[Aim of the exercise] Beginning with the line that holds "baking paper in this photo.", set down each line of the data below through the very last, exactly as given, and nothing beyond that.

[Dataset extract]
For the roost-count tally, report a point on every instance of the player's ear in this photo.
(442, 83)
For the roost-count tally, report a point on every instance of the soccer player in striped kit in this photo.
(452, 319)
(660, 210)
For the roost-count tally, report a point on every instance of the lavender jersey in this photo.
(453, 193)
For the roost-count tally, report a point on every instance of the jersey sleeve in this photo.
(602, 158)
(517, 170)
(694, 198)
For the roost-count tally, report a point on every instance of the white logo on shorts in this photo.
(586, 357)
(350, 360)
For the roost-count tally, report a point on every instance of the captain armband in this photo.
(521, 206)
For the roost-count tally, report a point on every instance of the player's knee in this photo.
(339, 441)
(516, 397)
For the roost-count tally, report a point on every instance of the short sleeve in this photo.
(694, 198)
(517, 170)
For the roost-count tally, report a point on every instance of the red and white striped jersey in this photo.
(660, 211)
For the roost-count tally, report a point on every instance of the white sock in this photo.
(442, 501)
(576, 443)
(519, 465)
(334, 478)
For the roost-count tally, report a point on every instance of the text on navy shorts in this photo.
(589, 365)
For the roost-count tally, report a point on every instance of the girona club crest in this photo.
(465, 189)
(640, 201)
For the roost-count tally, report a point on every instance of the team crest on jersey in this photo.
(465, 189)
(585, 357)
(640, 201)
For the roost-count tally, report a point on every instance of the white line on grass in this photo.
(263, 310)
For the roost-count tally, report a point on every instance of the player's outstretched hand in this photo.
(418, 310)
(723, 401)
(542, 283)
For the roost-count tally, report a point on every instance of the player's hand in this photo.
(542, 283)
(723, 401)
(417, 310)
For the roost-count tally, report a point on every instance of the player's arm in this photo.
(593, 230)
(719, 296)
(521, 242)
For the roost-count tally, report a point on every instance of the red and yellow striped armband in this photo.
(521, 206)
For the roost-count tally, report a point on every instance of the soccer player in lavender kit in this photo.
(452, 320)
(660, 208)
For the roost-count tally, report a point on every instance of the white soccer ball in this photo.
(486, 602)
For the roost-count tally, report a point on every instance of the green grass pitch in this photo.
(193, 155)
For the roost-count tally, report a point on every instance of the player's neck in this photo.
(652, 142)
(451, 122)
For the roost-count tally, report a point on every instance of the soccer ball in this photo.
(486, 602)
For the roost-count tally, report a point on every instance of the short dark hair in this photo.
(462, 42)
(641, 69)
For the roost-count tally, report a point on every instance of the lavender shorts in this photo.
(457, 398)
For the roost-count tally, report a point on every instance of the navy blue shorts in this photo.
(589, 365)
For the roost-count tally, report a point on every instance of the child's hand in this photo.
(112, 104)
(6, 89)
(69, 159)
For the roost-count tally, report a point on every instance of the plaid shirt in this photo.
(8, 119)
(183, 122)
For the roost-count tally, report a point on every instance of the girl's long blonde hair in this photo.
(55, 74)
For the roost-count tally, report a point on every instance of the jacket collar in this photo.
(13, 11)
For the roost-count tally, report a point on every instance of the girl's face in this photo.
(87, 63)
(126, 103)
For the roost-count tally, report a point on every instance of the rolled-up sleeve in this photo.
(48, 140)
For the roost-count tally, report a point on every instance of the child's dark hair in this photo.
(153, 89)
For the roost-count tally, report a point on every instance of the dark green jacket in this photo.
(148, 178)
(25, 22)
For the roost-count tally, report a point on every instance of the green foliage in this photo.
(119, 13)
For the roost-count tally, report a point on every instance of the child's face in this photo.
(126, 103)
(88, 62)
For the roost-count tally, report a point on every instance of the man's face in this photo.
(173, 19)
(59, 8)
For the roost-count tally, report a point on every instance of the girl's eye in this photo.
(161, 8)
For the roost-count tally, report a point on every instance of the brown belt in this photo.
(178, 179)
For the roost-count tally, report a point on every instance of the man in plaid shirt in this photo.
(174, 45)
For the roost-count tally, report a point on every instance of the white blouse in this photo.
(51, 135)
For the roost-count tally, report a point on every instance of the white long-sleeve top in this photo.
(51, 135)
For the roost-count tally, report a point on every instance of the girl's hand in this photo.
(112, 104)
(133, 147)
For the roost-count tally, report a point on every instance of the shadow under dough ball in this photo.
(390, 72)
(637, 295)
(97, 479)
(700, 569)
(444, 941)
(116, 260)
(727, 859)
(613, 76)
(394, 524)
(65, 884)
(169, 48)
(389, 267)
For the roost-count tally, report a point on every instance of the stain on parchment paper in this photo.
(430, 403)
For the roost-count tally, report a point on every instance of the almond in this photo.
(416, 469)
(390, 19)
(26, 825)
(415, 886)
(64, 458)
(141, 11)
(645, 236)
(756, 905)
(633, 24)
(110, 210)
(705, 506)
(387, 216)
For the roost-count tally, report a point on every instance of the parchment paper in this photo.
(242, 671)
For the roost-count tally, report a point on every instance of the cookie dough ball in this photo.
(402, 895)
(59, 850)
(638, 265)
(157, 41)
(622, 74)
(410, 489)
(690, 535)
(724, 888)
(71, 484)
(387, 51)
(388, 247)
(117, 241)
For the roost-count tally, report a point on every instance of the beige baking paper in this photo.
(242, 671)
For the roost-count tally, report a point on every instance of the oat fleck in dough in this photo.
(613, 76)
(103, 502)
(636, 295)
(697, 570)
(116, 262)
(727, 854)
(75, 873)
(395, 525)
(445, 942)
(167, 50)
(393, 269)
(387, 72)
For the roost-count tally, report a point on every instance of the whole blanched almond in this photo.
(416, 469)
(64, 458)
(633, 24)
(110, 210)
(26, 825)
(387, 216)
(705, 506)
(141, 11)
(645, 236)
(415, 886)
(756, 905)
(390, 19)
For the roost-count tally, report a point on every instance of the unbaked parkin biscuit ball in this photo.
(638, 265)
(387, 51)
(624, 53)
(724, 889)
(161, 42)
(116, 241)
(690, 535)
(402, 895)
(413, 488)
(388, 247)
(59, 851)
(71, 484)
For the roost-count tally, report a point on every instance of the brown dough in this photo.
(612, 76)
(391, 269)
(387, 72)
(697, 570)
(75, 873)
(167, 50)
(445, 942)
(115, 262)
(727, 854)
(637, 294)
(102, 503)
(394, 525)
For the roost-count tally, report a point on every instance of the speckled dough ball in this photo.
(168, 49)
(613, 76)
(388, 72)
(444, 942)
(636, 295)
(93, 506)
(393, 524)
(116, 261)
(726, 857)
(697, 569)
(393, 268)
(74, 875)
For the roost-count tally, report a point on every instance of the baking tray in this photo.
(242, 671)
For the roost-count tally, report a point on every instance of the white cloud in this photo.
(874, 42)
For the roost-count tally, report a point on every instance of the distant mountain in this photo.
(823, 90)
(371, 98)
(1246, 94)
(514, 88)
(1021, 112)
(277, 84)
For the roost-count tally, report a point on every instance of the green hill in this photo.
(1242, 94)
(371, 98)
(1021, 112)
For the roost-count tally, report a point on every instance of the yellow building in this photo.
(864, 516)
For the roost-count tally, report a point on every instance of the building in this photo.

[Answer to this exercise]
For the roost-count tally, report a point on every instance of the beige baking paper in this photo.
(242, 671)
For the roost-count tally, report a point on every instance of the oat fleck in dough in this photo.
(613, 76)
(103, 502)
(636, 295)
(697, 570)
(116, 262)
(727, 854)
(75, 873)
(395, 525)
(445, 942)
(167, 50)
(393, 269)
(387, 72)
For the roost-count tally, report a point on every instance of the whole blanched almond in this photo.
(416, 469)
(64, 458)
(633, 24)
(110, 210)
(26, 825)
(387, 216)
(705, 506)
(141, 11)
(645, 236)
(415, 886)
(756, 905)
(390, 19)
For the roost-count tally, report a point on every instance of the unbaked parkin biscuit ball in this photo.
(638, 265)
(387, 51)
(624, 53)
(724, 889)
(161, 42)
(116, 241)
(690, 535)
(402, 895)
(413, 488)
(388, 247)
(59, 851)
(71, 484)
For the roost-count tally, report a point on every instance of the brown dough in this photo.
(612, 76)
(391, 269)
(387, 72)
(697, 570)
(75, 873)
(167, 50)
(445, 942)
(115, 262)
(727, 854)
(637, 294)
(102, 503)
(394, 525)
For the roost-count tally, report a point on every instance of the speckled dough ball in this photo.
(168, 49)
(613, 76)
(388, 72)
(444, 942)
(636, 295)
(93, 506)
(393, 524)
(116, 261)
(726, 857)
(697, 569)
(393, 268)
(74, 875)
For the roost-count tally, report a point on every instance of the baking tray in this photo.
(242, 671)
For the roost-count tally, report a point on every instance of the white cloud in this photo.
(874, 42)
For the roost-count tally, report a point on every instance of the distant mountain in this photo.
(823, 90)
(371, 98)
(1246, 94)
(514, 88)
(1021, 112)
(277, 84)
For the roost-count tally, report a point on every instance of the green hill in this photo.
(1242, 94)
(371, 98)
(1021, 112)
For the roost-count tally, report a point on every instance of the yellow building in this photo.
(864, 516)
For the roost-count tally, report a point on every instance of the building in this photo.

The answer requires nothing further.